Direction = Recast every line of the records below as a Markdown table with the columns "Row" and "Line", numbering the rows and skipping blank lines. Leave the pictures out.

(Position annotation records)
▬▬▬▬▬▬▬▬▬▬

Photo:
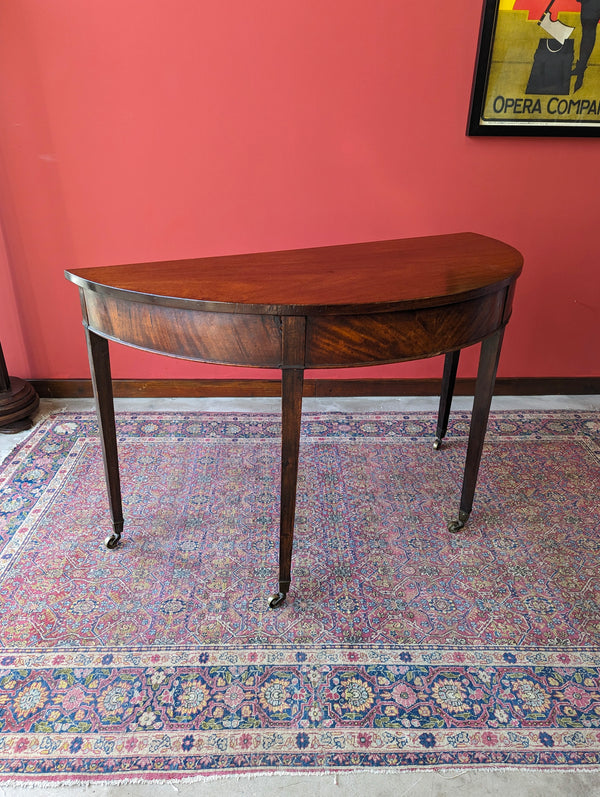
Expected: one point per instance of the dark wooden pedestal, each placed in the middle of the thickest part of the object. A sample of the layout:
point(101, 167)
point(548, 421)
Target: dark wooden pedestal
point(18, 402)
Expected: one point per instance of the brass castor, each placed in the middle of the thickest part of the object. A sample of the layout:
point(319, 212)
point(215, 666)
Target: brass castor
point(276, 600)
point(456, 525)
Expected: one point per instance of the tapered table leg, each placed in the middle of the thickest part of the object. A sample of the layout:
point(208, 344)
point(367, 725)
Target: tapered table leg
point(448, 382)
point(102, 383)
point(484, 390)
point(291, 405)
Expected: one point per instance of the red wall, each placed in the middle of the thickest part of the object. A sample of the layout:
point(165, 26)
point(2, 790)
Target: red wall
point(138, 130)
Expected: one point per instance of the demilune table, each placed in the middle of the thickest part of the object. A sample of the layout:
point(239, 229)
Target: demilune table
point(326, 307)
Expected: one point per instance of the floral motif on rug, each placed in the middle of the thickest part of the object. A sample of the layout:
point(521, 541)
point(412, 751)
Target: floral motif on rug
point(399, 645)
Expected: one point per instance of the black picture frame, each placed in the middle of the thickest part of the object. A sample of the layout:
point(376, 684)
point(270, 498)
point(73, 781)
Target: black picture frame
point(515, 83)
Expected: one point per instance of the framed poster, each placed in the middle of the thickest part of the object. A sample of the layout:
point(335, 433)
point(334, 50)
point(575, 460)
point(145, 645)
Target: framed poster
point(538, 69)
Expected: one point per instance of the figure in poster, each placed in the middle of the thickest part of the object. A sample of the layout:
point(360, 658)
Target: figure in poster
point(590, 17)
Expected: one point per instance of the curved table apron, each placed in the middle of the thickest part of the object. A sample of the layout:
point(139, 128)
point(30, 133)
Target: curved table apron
point(327, 307)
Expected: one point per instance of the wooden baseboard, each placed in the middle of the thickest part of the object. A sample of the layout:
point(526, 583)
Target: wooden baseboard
point(212, 388)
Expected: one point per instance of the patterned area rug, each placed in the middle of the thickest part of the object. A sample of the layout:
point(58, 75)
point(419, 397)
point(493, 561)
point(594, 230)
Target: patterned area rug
point(400, 645)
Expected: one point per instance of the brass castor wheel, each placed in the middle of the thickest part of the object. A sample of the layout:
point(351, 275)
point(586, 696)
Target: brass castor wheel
point(456, 525)
point(276, 600)
point(112, 541)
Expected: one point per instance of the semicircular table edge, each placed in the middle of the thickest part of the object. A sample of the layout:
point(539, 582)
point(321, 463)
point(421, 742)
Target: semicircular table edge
point(325, 307)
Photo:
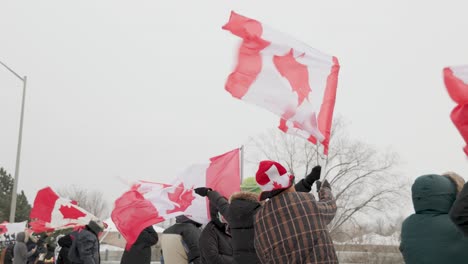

▬▬▬▬▬▬▬▬▬▬

Finished task =
| Row | Line |
|---|---|
| 1 | Photo: |
| 2 | Expected: one point per instance of the dark wooden pedestal, each placed in the middle of the thickest part of the object. A sample of the layout: |
| 3 | point(101, 167) |
| 4 | point(548, 421) |
| 5 | Target: dark wooden pedestal |
| 6 | point(18, 402) |
| 7 | Expected: one point per instance of the brass castor, each placed in the middle of the thickest part of the object. A sample of the layout: |
| 8 | point(319, 212) |
| 9 | point(215, 666) |
| 10 | Target: brass castor |
| 11 | point(276, 600) |
| 12 | point(456, 525) |
| 13 | Expected: one point per instance of the tapered table leg, each placed in the middle of the thickest part of the object. A sample of the layout: |
| 14 | point(208, 344) |
| 15 | point(367, 725) |
| 16 | Target: tapered table leg |
| 17 | point(448, 382) |
| 18 | point(102, 383) |
| 19 | point(484, 390) |
| 20 | point(291, 405) |
| 21 | Expected: one point per instance of the red wall, each placed in the middle of the thickest part of the object. A sample of the layout: |
| 22 | point(165, 26) |
| 23 | point(2, 790) |
| 24 | Target: red wall |
| 25 | point(138, 130) |
| 26 | Expected: one point per instance of the demilune table, each placed in the middle of the thickest part of the object. A sample of the layout: |
| 27 | point(239, 229) |
| 28 | Target: demilune table |
| 29 | point(326, 307) |
| 30 | Expected: one point per instance of the floral motif on rug, each placed in the middle of the thickest part of the object. A sample of the layout: |
| 31 | point(521, 541) |
| 32 | point(412, 751) |
| 33 | Target: floral motif on rug |
| 34 | point(399, 645) |
| 35 | Expected: one point per instance of the black picture frame, each placed in the middle of the thickest part of the object. A sample of the layout: |
| 36 | point(376, 684) |
| 37 | point(270, 498) |
| 38 | point(73, 781) |
| 39 | Target: black picture frame |
| 40 | point(515, 83) |
| 41 | Expected: one point per instance of the framed poster, each placed in the middle of the thickest part of the object. A sample of the layout: |
| 42 | point(335, 433) |
| 43 | point(334, 50) |
| 44 | point(575, 460) |
| 45 | point(145, 645) |
| 46 | Target: framed poster |
| 47 | point(538, 69) |
| 48 | Expected: one point per instance of the figure in poster, each placed in the middle of the thickest part of the object. A sample of the layout: |
| 49 | point(360, 658) |
| 50 | Target: figure in poster |
| 51 | point(590, 17) |
| 52 | Expected: one point per instance of the curved table apron, each placed in the middle of the thickest part of the object. A sample of the layout: |
| 53 | point(139, 128) |
| 54 | point(30, 133) |
| 55 | Target: curved table apron |
| 56 | point(327, 307) |
| 57 | Expected: one point per instance of the wooden baseboard, each placed in the middle of the thickest part of the object. A sample of the layout: |
| 58 | point(526, 583) |
| 59 | Target: wooden baseboard |
| 60 | point(212, 388) |
| 61 | Expected: one point per instance of the patterned area rug, each placed in the middle of the thickest part of the object. A sample of the layout: |
| 62 | point(58, 75) |
| 63 | point(419, 397) |
| 64 | point(493, 561) |
| 65 | point(594, 230) |
| 66 | Target: patterned area rug |
| 67 | point(400, 645) |
| 68 | Expected: one point per instance of the brass castor wheel, each placed in the middle of the thickest part of the object. A sample of the layout: |
| 69 | point(351, 275) |
| 70 | point(586, 696) |
| 71 | Target: brass castor wheel |
| 72 | point(456, 525) |
| 73 | point(276, 600) |
| 74 | point(112, 541) |
| 75 | Expected: one point per instance of the semicircular table edge, each placed in the middle of the thickest part of the object. A sample of the layout: |
| 76 | point(539, 582) |
| 77 | point(321, 463) |
| 78 | point(421, 742) |
| 79 | Target: semicircular table edge |
| 80 | point(325, 307) |
| 81 | Photo: |